Data entries
* * * *
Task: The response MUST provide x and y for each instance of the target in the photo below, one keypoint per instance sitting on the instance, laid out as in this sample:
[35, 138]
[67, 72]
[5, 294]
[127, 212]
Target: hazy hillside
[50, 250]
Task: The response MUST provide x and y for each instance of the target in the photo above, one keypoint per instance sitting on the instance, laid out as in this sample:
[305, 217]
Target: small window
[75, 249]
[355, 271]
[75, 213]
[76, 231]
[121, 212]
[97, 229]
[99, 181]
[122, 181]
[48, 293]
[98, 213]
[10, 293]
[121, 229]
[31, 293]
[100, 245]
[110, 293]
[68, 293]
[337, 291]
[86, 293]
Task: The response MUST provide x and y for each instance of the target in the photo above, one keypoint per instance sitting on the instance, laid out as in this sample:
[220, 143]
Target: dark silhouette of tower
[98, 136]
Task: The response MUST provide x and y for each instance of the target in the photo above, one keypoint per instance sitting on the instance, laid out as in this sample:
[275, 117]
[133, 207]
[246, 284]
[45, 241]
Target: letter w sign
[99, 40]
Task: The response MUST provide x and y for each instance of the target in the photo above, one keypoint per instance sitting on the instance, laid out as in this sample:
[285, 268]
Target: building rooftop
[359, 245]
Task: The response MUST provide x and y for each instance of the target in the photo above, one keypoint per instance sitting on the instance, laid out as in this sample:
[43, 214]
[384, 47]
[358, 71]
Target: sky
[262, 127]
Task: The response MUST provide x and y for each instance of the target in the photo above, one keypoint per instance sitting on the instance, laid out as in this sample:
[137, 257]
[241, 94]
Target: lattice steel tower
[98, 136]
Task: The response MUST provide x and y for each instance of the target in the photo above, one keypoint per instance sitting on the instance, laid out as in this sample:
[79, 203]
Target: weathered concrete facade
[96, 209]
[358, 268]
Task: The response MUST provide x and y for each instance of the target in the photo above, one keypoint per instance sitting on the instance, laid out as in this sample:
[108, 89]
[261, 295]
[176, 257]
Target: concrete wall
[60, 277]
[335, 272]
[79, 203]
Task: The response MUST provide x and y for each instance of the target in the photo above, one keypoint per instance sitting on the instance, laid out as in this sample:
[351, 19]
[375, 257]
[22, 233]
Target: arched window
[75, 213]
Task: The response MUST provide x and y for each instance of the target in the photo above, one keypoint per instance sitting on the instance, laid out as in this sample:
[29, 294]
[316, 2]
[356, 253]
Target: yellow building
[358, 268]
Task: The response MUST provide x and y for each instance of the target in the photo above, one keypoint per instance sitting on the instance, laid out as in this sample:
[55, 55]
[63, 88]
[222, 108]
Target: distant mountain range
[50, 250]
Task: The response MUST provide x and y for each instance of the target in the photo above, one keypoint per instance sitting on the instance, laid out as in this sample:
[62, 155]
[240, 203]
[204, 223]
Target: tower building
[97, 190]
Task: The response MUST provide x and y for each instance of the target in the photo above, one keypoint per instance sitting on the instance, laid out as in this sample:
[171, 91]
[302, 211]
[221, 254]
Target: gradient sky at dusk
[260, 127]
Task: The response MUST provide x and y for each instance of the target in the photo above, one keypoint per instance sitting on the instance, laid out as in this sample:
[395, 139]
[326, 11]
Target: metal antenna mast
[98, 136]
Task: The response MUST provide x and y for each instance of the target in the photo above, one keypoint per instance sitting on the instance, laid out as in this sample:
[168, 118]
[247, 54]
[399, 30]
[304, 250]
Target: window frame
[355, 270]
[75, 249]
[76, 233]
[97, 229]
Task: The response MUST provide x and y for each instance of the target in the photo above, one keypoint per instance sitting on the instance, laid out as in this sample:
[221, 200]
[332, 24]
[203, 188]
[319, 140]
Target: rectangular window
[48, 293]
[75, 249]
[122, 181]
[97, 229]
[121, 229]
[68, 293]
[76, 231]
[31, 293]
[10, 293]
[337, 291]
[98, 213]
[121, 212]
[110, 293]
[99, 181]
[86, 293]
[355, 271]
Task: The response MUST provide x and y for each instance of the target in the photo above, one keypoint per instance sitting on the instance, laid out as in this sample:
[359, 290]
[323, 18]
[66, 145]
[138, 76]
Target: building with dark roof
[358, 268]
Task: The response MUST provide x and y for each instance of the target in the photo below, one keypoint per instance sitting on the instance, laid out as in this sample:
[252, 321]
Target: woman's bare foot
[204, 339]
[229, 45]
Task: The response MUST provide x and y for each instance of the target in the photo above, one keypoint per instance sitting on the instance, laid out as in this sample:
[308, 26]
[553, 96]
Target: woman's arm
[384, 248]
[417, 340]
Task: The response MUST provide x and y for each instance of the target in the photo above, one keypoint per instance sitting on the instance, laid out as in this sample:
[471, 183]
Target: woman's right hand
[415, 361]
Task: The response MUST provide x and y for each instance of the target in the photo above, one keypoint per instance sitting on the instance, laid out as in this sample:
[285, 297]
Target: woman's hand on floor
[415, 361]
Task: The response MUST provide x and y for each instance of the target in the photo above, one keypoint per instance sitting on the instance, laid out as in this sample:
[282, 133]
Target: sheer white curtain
* * * *
To do: All of the lines above should be returned exactly as written.

Response below:
Task: The response MUST provide x and y for each instance of the target in the photo below, one keypoint per instance sitting on the instance, laid out as in this sample:
[35, 138]
[67, 72]
[5, 294]
[127, 212]
Target: hazy hillside
[50, 250]
Task: The response MUST provide x and y for each instance of the target in the photo above, one keypoint per instance sitting on the instance, laid out as in this sample:
[305, 217]
Target: small window
[75, 249]
[355, 271]
[75, 213]
[76, 231]
[121, 212]
[97, 229]
[99, 181]
[122, 181]
[48, 293]
[98, 213]
[10, 293]
[121, 229]
[31, 293]
[100, 245]
[110, 293]
[68, 293]
[337, 291]
[86, 293]
Task: The response MUST provide x and y for each instance of the target in the photo above, one keypoint per instance sitting on the instance, laid out as in this sample:
[220, 143]
Target: dark silhouette of tower
[98, 136]
Task: The response MUST provide x and y for each instance of the target in the photo above, one keypoint per instance sitting on the instance, laid out as in this sample:
[275, 117]
[133, 207]
[246, 284]
[45, 241]
Target: letter w sign
[99, 40]
Task: The response MUST provide x and y for each instance of the target in the photo above, one keypoint per instance sitting on the instance, laid out as in this sample:
[285, 268]
Target: building rooftop
[359, 245]
Task: The response MUST provide x and y for each instance of the target in the photo above, one keypoint per instance sitting on the instance, laid out as in this sample:
[43, 214]
[384, 47]
[358, 71]
Target: sky
[262, 127]
Task: The response MUST provide x and y for each instance of the target in the photo above, one keypoint per instance sitting on the instance, laid out as in this sample:
[137, 257]
[241, 94]
Target: lattice steel tower
[98, 136]
Task: The response MUST provide x and y for each instance of the target in the photo above, one keypoint per instance sitting on the instance, laid out as in this sample:
[79, 203]
Target: weathered concrete facade
[96, 209]
[358, 268]
Task: The response MUST provide x and y for each instance of the target in the photo above, one keypoint per instance sitting on the instance, laid out as in this sample:
[108, 89]
[261, 295]
[176, 257]
Target: concrete wall
[60, 277]
[335, 272]
[79, 203]
Task: The response MUST provide x and y for each instance of the target in the photo above, one keypoint per instance sitting on the instance, laid out as in this sample:
[351, 19]
[375, 257]
[22, 233]
Target: arched window
[75, 213]
Task: The response MUST provide x and y for each instance of the target in the photo above, one keypoint per instance sitting on the instance, laid out as in this sample:
[29, 294]
[316, 2]
[356, 253]
Target: yellow building
[358, 268]
Task: The response MUST provide x and y for each instance of the target in the photo above, one keypoint per instance sitting on the instance, laid out as in this sample:
[55, 55]
[63, 88]
[222, 108]
Target: distant mountain range
[50, 250]
Task: The response MUST provide x and y for each instance of the target in the photo above, one keypoint per instance sitting on the instance, laid out as in this sample:
[62, 155]
[240, 203]
[204, 223]
Target: tower building
[97, 190]
Task: The response MUST provide x and y for each instance of the target in the photo above, one keypoint per instance sitting on the instance, laid out as in this sample:
[171, 91]
[302, 211]
[221, 254]
Target: gradient sky at dusk
[260, 127]
Task: The response MUST provide x and y for each instance of the target in the photo above, one keypoint per instance sitting on the instance, laid out as in this sample:
[395, 139]
[326, 11]
Target: metal antenna mast
[98, 136]
Task: The response MUST provide x and y for each instance of the target in the photo above, one keypoint per instance sitting on the instance, laid out as in this sample:
[168, 118]
[247, 54]
[399, 30]
[304, 250]
Target: window frame
[355, 270]
[75, 249]
[76, 233]
[97, 229]
Task: The response MUST provide x and y for each instance of the target in the photo above, one keypoint per instance sitting on the instance, laid out as in this sample:
[221, 200]
[332, 24]
[203, 188]
[319, 140]
Target: rectangular window
[48, 293]
[75, 249]
[122, 181]
[97, 229]
[121, 229]
[68, 293]
[76, 231]
[31, 293]
[10, 293]
[337, 291]
[98, 213]
[121, 212]
[110, 293]
[99, 181]
[86, 293]
[355, 271]
Task: The response MUST provide x and y for each instance of the target in the photo above, one keypoint per instance sitting on the instance, laid out as in this sample:
[359, 290]
[323, 18]
[66, 145]
[138, 76]
Target: building with dark roof
[358, 268]
Task: The response MUST provide x and y for each instance of the target in the photo below, one keypoint per instance sitting on the instance, laid out as in this sample:
[252, 321]
Target: woman's bare foot
[204, 339]
[229, 45]
Task: The response MUST provide x and y for each instance of the target in the photo above, one keypoint per instance sitting on the instance, laid out as in this sample:
[308, 26]
[553, 96]
Target: woman's arm
[384, 248]
[417, 340]
Task: The response MUST provide x and y for each instance of the target in the photo above, one keypoint per instance sitting on the instance, laid out as in this sample:
[471, 183]
Target: woman's right hand
[415, 361]
Task: The response MUST provide x and y for each instance of the target in the photo above, one keypoint per instance sitting on the instance, laid out as in this sample:
[285, 297]
Target: woman's hand on floor
[415, 361]
Task: The response MUST provide x and y for each instance of the target in the photo above, one keypoint per instance sitting on the instance, laid out as in this sample:
[282, 133]
Target: sheer white curtain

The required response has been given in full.